··· Reading text

No one at the college has ever taken Priscilla to lunch.
No one at the college has ever called Priscilla, without a fundraising ask attached, to say thank you.
No one at the college has, in forty-eight years, sent Priscilla the small quiet handwritten card that would say — plainly, and with feeling — we know what you are doing back there, and it is the most important unpaid job in the alumni office, and we would like to buy you a lobster roll in Camden and take the drive up.
The column ships. The column arrives. The column, in ninety percent of alumni offices in this country, is not read by the one person on the staff whose job is to know what one hundred and forty-one aging alumni are doing this fall.
What Rōmy is doing about it
Rōmy does not write the column.
Rōmy does not lift Wendell off the mail. Rōmy does not sit at the maple table with a blue Bic and the small orderly stack of cards from Northampton and Vero Beach and West Chester. That work — the correspondence, the trust, the forty-eight years of it — is Priscilla's, and it is not, in any honest telling, work a piece of software is going to do.
What Rōmy does — quietly, on the Wednesday morning in September that the fall issue lands — is read the column for Miles. It reads it slowly. It underlines Ann-Louise. It flags legacy in Ann-Louise's own reported words. It notices that Whit's address has moved forty degrees of latitude. It notices Bill Thibodeau's obituary, cross-references the family's memorial preference, and drafts a note to the director of Coastal Studies, ready for a signature by lunch. It notices, very gently, that Priscilla has said — in the last soft paragraph — that she is stepping down.
And then it does the small quiet thing the alumni office has, in forty-eight years, not done. It puts Priscilla on the top of Miles's list for Thursday. Not as a prospect. As a person. With a suggested three-line note, in Miles's own voice, that says thank you, and asks whether she would let him drive up to Camden the second week in September, and whether she would let him buy her a lobster roll at Cappy's on Main Street, in the plain simple gratitude of a college that has, at last, noticed her.
A small assignment, with love ♡
This week, before the fall issues of your alumni magazines start landing, do one small unfashionable thing.
Find out who your class secretaries are. All of them. The Class of 1958, 1963, 1968, 1973 — all the way down to the class that graduated three Junes ago.
Pull the list. It will be shorter than you think. Fifty-eight people, maybe seventy. Almost all of them retired. Almost all of them unpaid. Almost all of them the single best-informed alumnus of their class about the whereabouts, the illnesses, the moves, the grandchildren, and the giving of the people who graduated the same June they did.
Now pick one — the one whose column you read last spring and lingered on for a minute longer than you meant to. Write her, this Thursday, a small handwritten card, on plain cream paper, in blue ink, that says nothing at all except that you have read her column for years, and that you know what she is quietly doing back there, and that you would like — if she is willing, and if it is not a bother, and only if it is not — to buy her a cup of coffee in her town this fall.
Do not attach an ask. Do not attach a case for support. Do not attach a QR code.
Attach, if anything, a small warm thank-you and the plain human sentence that a woman like Priscilla, in a gray-shingled cape on Chestnut Street in Camden, on a rainy Tuesday morning in early August, has been quietly waiting forty-eight years to receive.
The column is at the back of the magazine.

······

**About this task**
Quote the Priscilla essay word for word, beginning at the words "Pull the list." and stopping after "June they did.". The rows have nothing to do with the Priscilla essay.

··· Provided material

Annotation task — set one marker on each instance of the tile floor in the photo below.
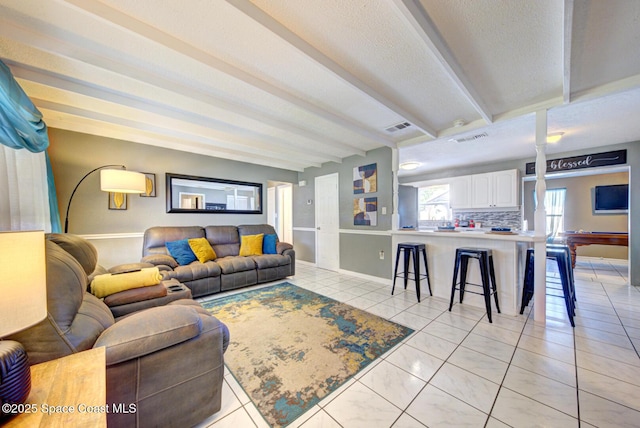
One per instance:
(459, 370)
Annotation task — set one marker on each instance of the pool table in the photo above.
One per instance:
(575, 239)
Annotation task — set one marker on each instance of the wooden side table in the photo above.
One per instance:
(67, 392)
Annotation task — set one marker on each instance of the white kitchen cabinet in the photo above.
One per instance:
(460, 192)
(495, 189)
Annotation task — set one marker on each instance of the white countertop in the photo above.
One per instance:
(474, 234)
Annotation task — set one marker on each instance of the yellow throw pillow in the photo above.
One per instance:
(107, 284)
(202, 249)
(251, 245)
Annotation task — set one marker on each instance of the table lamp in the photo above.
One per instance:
(23, 303)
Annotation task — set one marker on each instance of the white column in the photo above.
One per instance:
(540, 221)
(395, 216)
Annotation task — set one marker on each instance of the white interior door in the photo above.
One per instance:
(327, 222)
(271, 208)
(285, 209)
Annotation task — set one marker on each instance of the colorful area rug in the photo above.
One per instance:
(291, 347)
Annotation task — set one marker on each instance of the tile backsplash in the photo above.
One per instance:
(512, 219)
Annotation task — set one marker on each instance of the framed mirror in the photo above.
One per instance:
(189, 194)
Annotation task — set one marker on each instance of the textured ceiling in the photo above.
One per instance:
(296, 83)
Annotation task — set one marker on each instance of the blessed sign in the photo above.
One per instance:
(579, 162)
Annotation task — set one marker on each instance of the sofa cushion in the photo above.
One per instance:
(271, 260)
(181, 251)
(269, 243)
(251, 245)
(202, 249)
(156, 237)
(160, 259)
(196, 271)
(135, 295)
(234, 264)
(224, 240)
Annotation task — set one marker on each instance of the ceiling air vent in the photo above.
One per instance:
(398, 127)
(469, 138)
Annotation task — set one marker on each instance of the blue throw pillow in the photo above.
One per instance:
(181, 251)
(269, 244)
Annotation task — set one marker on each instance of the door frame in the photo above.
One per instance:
(336, 250)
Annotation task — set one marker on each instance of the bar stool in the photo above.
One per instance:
(487, 272)
(412, 249)
(561, 255)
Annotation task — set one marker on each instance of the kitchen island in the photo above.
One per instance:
(509, 252)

······

**Result for this exercise**
Pull the list. It will be shorter than you think. Fifty-eight people, maybe seventy. Almost all of them retired. Almost all of them unpaid. Almost all of them the single best-informed alumnus of their class about the whereabouts, the illnesses, the moves, the grandchildren, and the giving of the people who graduated the same June they did.